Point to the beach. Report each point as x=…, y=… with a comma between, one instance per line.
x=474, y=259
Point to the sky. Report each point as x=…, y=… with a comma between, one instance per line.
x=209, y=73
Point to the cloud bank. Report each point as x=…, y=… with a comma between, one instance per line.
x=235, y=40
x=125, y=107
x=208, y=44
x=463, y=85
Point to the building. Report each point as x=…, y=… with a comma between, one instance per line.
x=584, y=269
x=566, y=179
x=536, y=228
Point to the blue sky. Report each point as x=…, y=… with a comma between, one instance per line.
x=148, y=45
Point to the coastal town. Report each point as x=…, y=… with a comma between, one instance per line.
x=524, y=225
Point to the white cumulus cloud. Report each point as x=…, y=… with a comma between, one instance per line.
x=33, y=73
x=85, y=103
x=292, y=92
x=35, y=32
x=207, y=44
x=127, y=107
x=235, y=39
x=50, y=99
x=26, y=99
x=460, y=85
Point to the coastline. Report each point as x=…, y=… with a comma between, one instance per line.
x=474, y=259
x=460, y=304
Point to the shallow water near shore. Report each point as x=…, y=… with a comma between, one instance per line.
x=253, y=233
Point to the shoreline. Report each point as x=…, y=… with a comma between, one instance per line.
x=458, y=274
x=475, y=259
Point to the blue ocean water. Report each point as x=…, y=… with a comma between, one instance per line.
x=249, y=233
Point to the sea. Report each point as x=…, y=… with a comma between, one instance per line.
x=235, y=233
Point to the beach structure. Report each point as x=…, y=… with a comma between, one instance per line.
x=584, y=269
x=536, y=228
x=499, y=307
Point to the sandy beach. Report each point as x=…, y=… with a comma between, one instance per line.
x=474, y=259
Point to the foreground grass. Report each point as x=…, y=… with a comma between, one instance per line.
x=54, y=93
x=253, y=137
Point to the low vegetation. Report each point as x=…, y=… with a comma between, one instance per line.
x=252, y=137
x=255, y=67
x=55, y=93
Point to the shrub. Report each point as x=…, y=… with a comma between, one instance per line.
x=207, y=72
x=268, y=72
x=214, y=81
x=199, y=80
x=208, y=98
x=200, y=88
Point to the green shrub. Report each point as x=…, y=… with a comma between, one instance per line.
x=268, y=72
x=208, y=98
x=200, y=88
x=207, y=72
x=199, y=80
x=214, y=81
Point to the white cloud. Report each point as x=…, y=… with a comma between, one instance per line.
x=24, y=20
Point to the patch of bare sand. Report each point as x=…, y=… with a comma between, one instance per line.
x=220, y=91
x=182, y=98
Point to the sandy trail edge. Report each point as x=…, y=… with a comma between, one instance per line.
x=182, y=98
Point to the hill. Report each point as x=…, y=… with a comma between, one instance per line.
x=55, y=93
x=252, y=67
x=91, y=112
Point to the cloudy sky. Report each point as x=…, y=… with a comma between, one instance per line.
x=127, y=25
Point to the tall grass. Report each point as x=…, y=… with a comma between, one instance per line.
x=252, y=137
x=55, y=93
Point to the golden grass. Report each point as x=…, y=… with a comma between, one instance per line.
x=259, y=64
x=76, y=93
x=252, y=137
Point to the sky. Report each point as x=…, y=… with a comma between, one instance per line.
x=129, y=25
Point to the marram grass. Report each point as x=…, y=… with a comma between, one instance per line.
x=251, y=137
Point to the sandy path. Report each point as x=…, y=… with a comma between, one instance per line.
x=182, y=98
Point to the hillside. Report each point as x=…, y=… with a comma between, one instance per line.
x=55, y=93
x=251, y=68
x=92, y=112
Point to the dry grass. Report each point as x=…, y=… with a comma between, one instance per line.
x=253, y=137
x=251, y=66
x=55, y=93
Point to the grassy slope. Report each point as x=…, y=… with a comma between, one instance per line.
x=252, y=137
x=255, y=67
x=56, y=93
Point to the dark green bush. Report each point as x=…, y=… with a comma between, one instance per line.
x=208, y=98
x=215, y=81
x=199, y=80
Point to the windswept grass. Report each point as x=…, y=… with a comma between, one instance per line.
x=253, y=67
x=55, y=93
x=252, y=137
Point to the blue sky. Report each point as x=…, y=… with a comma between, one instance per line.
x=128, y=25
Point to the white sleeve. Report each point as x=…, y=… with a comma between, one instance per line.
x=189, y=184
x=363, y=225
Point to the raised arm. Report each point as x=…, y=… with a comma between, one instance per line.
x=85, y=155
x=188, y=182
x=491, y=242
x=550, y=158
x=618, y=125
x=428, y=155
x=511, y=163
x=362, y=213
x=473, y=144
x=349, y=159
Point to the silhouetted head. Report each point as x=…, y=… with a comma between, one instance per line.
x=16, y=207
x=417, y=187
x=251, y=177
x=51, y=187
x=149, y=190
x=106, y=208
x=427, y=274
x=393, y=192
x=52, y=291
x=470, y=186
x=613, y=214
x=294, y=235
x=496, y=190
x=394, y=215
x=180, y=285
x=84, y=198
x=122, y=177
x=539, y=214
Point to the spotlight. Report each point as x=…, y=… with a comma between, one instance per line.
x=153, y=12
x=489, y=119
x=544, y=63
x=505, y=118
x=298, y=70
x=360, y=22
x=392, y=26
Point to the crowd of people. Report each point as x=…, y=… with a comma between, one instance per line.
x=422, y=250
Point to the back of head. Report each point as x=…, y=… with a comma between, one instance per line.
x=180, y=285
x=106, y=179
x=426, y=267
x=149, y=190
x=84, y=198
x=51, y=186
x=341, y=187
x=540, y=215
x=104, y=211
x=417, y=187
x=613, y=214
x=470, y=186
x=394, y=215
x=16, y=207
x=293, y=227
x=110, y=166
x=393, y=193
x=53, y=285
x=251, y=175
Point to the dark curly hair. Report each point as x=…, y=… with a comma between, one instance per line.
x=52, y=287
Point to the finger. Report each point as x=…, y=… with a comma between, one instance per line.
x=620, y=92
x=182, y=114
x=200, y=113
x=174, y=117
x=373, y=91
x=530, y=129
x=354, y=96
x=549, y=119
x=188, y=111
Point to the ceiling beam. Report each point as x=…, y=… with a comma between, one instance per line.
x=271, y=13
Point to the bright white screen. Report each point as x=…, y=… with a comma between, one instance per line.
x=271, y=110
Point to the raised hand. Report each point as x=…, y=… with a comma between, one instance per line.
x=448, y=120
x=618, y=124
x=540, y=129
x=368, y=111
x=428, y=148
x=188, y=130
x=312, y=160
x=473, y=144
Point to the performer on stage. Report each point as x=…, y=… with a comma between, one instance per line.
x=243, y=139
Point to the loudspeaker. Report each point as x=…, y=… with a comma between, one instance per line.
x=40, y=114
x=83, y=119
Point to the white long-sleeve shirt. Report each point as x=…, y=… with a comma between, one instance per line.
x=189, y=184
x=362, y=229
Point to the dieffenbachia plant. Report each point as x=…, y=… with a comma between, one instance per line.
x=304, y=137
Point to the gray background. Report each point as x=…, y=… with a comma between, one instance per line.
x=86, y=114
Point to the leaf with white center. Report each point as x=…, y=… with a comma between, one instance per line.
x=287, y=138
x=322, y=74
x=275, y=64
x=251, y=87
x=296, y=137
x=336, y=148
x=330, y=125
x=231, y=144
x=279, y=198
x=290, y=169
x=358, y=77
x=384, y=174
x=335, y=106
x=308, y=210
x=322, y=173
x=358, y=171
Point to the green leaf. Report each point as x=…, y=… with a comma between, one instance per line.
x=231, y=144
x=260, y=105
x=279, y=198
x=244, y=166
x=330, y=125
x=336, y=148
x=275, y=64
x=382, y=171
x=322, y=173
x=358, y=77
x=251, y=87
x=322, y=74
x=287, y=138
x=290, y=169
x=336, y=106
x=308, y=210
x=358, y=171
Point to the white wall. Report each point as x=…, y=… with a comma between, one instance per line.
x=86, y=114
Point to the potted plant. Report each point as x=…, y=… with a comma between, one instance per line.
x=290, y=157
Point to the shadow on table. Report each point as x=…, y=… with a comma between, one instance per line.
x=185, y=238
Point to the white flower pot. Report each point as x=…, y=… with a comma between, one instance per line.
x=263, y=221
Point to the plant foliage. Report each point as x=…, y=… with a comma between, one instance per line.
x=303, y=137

What you have to do>
In everything from the start of the records down to the line with "x=148, y=45", change "cloud bank" to "cloud layer" and give those lines again with nothing else altered.

Solution below>
Point to the beach. Report each point as x=…, y=… with a comma between, one instance per line.
x=474, y=259
Point to the sky. Report each point as x=…, y=… with a comma between, one instance per line.
x=209, y=73
Point to the cloud layer. Report each point as x=…, y=… with a comma between, one instance per line.
x=235, y=40
x=125, y=107
x=208, y=44
x=463, y=85
Point to the building. Report each point as x=…, y=… with a comma between, one instance per line.
x=584, y=269
x=566, y=179
x=536, y=228
Point to the blue sky. Report each point as x=…, y=… with a comma between, one instance per line.
x=148, y=45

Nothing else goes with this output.